» **Problems and tasks**
1 - According to the column on the presidential campaign, who made the red ink a national crusade in 1992 and swung the election to Bill Clinton?
2 - From the column on the presidential campaign, reproduce word for word the part that opens with the words containing "To insist otherwise" and closes with "his mammoth irresponsibility.".

» **Supplied passage**

>>>>

Look at the lines at the Michael Moore movie! Look at President Bush's approval rating slip below 50 percent! Listen to the respected Democratic congressman who, when I asked how he thought the election was shaping up, took note of these facts before snapping simply: "It's over."
It's scary but true: Democrats have entered the Gloating Zone. And this is before the convention gives the ticket a bump that will really go to its head.
Yes, Bush is beatable, but this is hardly the same thing as having been beaten.
For most of the country, and especially for that small sliver of Americans who apparently still have an open mind (and who therefore decide who wins), the campaign hasn't even begun.
Candidates always tell their supporters that complacency means death, but in this case it's truer than usual.
Take the economy. John Kerry and John Edwards will still be able to say as November approaches that Bush has the only record of job loss on his watch since Herbert Hoover, but the outlook here is much better than it was a year ago.
With Bush able to claim more than a million new jobs in the last year, things can plausibly be cast as moving "in the right direction."
To insist otherwise lets Bush tar Democrats as dour "pessimists" -- a slur that must poll well or the president wouldn't have adopted it as his stock "the economy stinks" rebuttal.
What's more, the record budget and trade deficits -- the true crippling legacies of Bush's first term -- appear to have no political bite at all. In 1992, Ross Perot made the red ink a national crusade and swung the election to Bill Clinton.
So far Kerry seems to have judged that opening this can of worms -- which might mean talking about the steps needed to address the deficit while also funding his progressive agenda -- requires more candor than he'd like to offer voters just now. As a result, the absence of a Perot-style figure this year means that Bush may pay little price for his mammoth irresponsibility.

<<<<

» **Listing**
>>>>

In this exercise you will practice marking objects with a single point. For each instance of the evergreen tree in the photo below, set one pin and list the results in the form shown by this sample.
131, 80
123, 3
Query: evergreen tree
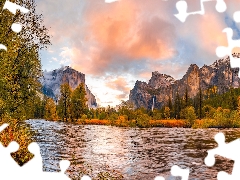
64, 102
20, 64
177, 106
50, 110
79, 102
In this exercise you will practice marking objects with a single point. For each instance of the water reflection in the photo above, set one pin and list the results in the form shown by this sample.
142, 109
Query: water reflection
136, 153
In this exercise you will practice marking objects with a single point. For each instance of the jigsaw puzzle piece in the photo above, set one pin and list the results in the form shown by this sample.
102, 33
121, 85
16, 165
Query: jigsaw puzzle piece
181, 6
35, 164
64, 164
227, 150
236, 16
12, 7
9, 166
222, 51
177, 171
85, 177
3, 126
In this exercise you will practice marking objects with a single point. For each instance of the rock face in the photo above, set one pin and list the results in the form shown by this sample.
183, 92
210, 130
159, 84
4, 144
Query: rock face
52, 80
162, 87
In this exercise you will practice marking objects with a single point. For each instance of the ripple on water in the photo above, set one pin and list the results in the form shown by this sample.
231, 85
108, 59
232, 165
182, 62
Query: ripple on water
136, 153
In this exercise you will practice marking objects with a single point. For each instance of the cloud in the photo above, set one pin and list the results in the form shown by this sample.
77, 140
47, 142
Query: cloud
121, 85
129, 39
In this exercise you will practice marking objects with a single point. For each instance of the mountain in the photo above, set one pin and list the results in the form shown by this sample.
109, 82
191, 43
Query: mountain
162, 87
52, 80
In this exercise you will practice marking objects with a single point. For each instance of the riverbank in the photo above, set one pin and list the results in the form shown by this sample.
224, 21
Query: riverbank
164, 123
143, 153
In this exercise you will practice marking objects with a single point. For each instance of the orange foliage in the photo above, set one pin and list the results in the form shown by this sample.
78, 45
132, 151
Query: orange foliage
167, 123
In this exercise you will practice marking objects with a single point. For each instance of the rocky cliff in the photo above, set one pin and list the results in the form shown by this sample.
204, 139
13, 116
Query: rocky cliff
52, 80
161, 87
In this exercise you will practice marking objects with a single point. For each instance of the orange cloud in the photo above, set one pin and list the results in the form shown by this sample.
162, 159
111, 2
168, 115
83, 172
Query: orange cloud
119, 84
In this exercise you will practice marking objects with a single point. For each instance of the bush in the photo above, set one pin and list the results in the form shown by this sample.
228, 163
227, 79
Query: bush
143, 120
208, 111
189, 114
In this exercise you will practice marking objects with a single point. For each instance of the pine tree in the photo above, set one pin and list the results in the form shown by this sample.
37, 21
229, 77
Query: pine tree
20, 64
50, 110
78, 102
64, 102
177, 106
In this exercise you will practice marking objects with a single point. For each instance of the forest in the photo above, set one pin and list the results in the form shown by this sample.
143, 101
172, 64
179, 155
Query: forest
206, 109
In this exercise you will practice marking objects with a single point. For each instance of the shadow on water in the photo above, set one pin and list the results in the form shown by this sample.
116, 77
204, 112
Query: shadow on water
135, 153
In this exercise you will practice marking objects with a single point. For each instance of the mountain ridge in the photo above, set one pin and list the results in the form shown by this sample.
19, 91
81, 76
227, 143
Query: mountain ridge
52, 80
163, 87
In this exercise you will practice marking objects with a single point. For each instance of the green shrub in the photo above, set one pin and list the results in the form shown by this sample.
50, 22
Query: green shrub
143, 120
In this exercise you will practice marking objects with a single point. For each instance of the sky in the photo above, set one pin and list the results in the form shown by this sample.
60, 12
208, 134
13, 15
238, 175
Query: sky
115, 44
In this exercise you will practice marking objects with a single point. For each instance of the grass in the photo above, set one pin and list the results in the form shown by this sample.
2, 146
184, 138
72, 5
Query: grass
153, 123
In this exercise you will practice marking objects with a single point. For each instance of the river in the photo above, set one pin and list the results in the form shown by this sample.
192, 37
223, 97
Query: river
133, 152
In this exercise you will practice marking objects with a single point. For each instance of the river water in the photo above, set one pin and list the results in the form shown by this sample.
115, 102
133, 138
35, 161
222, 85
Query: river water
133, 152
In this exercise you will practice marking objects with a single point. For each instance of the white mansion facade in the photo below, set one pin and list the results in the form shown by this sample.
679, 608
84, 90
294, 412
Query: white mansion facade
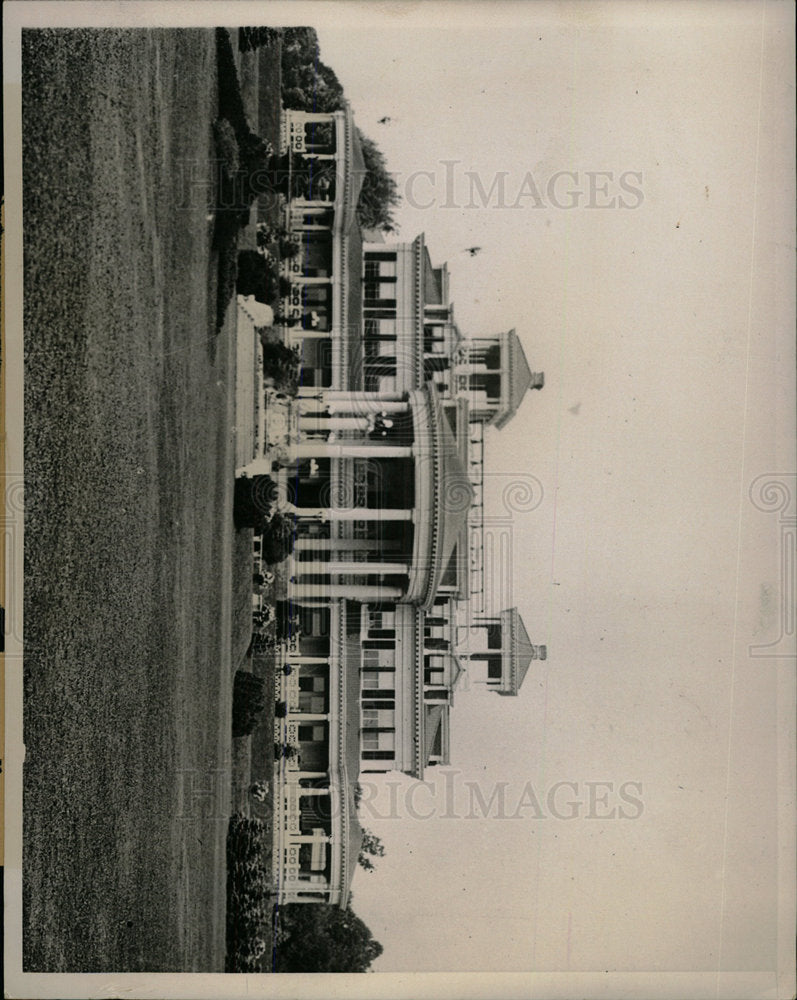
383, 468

<<<<

» **Answers to the problems**
1 - Ross Perot.

2 -
To insist otherwise lets Bush tar Democrats as dour "pessimists" -- a slur that must poll well or the president wouldn't have adopted it as his stock "the economy stinks" rebuttal.
What's more, the record budget and trade deficits -- the true crippling legacies of Bush's first term -- appear to have no political bite at all. In 1992, Ross Perot made the red ink a national crusade and swung the election to Bill Clinton.
So far Kerry seems to have judged that opening this can of worms -- which might mean talking about the steps needed to address the deficit while also funding his progressive agenda -- requires more candor than he'd like to offer voters just now. As a result, the absence of a Perot-style figure this year means that Bush may pay little price for his mammoth irresponsibility.